#### [Set task]
Report how many lines in the entries below contain the word "distance", giving only the number.

(Position annotation records)
************

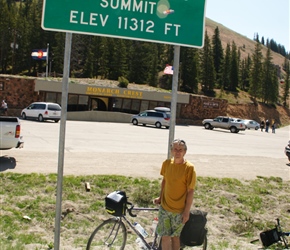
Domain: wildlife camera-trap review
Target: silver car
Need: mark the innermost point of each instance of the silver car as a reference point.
(152, 117)
(42, 111)
(252, 124)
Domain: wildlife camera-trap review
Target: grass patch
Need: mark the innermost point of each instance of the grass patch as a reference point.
(237, 211)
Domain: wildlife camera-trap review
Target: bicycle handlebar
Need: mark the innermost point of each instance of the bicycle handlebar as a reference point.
(138, 209)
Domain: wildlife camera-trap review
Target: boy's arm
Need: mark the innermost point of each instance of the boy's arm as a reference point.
(158, 199)
(188, 203)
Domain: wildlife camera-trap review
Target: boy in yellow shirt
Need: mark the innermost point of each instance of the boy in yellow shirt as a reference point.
(176, 196)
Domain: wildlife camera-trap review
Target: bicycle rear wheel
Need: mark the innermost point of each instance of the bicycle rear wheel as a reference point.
(111, 234)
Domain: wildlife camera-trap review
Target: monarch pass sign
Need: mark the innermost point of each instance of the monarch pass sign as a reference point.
(177, 22)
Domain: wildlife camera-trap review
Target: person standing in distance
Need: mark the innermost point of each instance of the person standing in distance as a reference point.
(176, 195)
(4, 107)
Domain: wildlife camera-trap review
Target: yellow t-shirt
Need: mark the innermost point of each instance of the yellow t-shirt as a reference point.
(179, 178)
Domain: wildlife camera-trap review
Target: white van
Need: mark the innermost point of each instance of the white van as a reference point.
(42, 111)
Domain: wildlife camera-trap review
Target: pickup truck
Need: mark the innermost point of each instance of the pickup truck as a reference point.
(224, 122)
(10, 133)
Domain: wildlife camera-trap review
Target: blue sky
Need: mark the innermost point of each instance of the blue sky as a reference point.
(268, 18)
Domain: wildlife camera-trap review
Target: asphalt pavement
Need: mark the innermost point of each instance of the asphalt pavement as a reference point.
(124, 149)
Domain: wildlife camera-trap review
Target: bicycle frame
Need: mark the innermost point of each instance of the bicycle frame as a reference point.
(155, 242)
(282, 234)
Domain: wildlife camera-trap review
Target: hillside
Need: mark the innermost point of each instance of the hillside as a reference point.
(245, 44)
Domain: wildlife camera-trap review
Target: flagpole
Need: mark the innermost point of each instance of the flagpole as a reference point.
(47, 52)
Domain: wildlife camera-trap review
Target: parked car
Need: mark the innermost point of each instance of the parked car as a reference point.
(252, 124)
(224, 122)
(152, 117)
(42, 111)
(10, 136)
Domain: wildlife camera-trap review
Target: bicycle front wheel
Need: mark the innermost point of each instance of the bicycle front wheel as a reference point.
(111, 234)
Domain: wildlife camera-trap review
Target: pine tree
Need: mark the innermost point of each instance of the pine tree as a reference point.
(207, 74)
(256, 72)
(226, 69)
(245, 73)
(217, 52)
(234, 73)
(267, 84)
(286, 83)
(189, 70)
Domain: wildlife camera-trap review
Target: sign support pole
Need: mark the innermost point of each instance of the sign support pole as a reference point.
(173, 97)
(65, 85)
(47, 52)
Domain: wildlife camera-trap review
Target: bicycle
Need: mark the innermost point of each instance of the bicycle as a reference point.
(276, 235)
(112, 233)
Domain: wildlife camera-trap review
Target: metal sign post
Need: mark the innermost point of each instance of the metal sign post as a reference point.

************

#### [Task answer]
2